## Begin

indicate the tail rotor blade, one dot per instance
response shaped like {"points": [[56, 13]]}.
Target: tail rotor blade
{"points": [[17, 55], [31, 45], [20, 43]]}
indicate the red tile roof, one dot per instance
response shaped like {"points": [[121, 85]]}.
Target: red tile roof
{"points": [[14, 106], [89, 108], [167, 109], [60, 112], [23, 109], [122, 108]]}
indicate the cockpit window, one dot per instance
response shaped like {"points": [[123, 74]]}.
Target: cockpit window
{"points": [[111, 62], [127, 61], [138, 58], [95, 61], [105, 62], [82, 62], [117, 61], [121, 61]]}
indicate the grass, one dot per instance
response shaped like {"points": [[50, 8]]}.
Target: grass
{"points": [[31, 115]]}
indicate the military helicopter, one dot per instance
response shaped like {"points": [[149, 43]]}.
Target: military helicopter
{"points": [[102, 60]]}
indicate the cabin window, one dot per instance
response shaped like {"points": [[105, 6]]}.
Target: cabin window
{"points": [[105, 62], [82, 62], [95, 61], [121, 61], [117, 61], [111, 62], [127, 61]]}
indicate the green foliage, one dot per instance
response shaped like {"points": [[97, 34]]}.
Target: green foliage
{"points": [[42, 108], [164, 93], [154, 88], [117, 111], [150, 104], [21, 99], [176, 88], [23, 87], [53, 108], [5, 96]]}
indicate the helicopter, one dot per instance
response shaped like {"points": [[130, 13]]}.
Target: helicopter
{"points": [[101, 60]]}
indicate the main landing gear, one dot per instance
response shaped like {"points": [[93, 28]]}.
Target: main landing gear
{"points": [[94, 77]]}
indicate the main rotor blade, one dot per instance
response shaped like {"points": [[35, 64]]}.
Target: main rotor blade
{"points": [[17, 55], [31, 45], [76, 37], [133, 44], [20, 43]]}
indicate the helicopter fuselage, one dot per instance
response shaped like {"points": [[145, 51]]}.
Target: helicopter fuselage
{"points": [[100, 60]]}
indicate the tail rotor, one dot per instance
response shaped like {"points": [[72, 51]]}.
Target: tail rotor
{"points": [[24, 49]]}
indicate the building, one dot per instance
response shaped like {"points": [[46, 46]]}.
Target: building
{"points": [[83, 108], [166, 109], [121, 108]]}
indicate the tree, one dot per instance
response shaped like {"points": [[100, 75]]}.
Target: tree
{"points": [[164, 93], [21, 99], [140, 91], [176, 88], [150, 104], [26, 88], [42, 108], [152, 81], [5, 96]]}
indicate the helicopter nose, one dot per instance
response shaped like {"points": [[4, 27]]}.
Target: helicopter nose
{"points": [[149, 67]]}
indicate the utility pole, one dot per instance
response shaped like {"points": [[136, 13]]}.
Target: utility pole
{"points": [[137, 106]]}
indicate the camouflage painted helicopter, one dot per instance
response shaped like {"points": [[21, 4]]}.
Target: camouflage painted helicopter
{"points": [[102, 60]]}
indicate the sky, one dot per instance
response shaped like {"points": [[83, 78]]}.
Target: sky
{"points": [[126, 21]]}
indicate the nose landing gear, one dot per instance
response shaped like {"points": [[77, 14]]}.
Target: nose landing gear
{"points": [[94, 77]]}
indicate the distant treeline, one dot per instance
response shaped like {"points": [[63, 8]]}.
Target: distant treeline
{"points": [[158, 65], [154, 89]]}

## End

What you are asked to do: Extract the full listing above verbatim, keeping every line in its original order and form.

Full output:
indicate the tail rotor blade, one dot per instance
response shaped like {"points": [[56, 13]]}.
Target: tail rotor blade
{"points": [[17, 55], [31, 45], [20, 43]]}
indicate the red tile roof, one dot per instance
response shaped like {"points": [[121, 85]]}.
Target: red tile roof
{"points": [[14, 106], [89, 108], [167, 109], [60, 112], [23, 109], [122, 108]]}
indicate the cockpit window, one dot per instance
response shaped like {"points": [[123, 74]]}.
Target: cockpit window
{"points": [[111, 62], [127, 61], [138, 58], [95, 61], [105, 62], [82, 62], [117, 61], [121, 61]]}
indicate the grass, one dot per instance
response shaped like {"points": [[50, 8]]}.
Target: grass
{"points": [[31, 115]]}
indicate the military helicopter, one dot per instance
response shaped like {"points": [[149, 43]]}.
Target: military helicopter
{"points": [[102, 60]]}
indicate the cabin window, one dot per instance
response shaped like {"points": [[105, 6]]}.
Target: cabin window
{"points": [[105, 62], [82, 62], [95, 61], [121, 61], [117, 61], [111, 62], [127, 61]]}
indicate the green foliage, one dot per instance
response shaped like {"points": [[97, 34]]}.
Target: green foliage
{"points": [[42, 108], [164, 93], [154, 88], [117, 111], [150, 104], [21, 99], [176, 88], [23, 87], [53, 108], [5, 96]]}
indicate the helicopter, one dot per instance
response shaped like {"points": [[130, 13]]}.
Target: helicopter
{"points": [[101, 60]]}
indicate the main landing gear, one dot per instance
response shaped like {"points": [[93, 28]]}.
Target: main landing gear
{"points": [[94, 77]]}
indicate the main rotor blade, one dot per instance
response shaped like {"points": [[35, 64]]}.
Target: main rotor blade
{"points": [[17, 55], [31, 45], [76, 37], [133, 44], [20, 43]]}
indicate the helicopter fuselage, one dot per instance
response shaped like {"points": [[145, 51]]}.
Target: helicopter fuselage
{"points": [[100, 60]]}
indicate the tail rotor, one dot per instance
response shaped like {"points": [[72, 51]]}.
Target: tail rotor
{"points": [[24, 49]]}
indicate the building, one dot per instance
response shaped like {"points": [[46, 46]]}.
Target: building
{"points": [[83, 108], [166, 109], [121, 108]]}
indicate the tree, one dot per instance
response shaped like {"points": [[100, 75]]}.
Target: tree
{"points": [[164, 93], [21, 99], [140, 91], [176, 88], [150, 104], [26, 88], [42, 108], [152, 81], [5, 96]]}
indicate the helicopter nose, one dot per instance
response shaped like {"points": [[4, 27]]}.
Target: helicopter nose
{"points": [[149, 67]]}
indicate the utility pole, one dot per instance
response shaped like {"points": [[136, 13]]}.
Target: utility pole
{"points": [[137, 106]]}
indicate the camouflage painted helicopter, one dot per instance
response shaped like {"points": [[21, 4]]}.
Target: camouflage painted helicopter
{"points": [[102, 60]]}
indicate the sky, one dot per instance
response shaped like {"points": [[83, 78]]}.
Target: sky
{"points": [[126, 21]]}
indicate the nose landing gear, one dot per instance
response shaped like {"points": [[77, 14]]}.
Target: nose landing gear
{"points": [[94, 77]]}
indicate the distant treeline, one dot per instance
response shaped like {"points": [[63, 8]]}.
Target: distant treeline
{"points": [[158, 65], [154, 89]]}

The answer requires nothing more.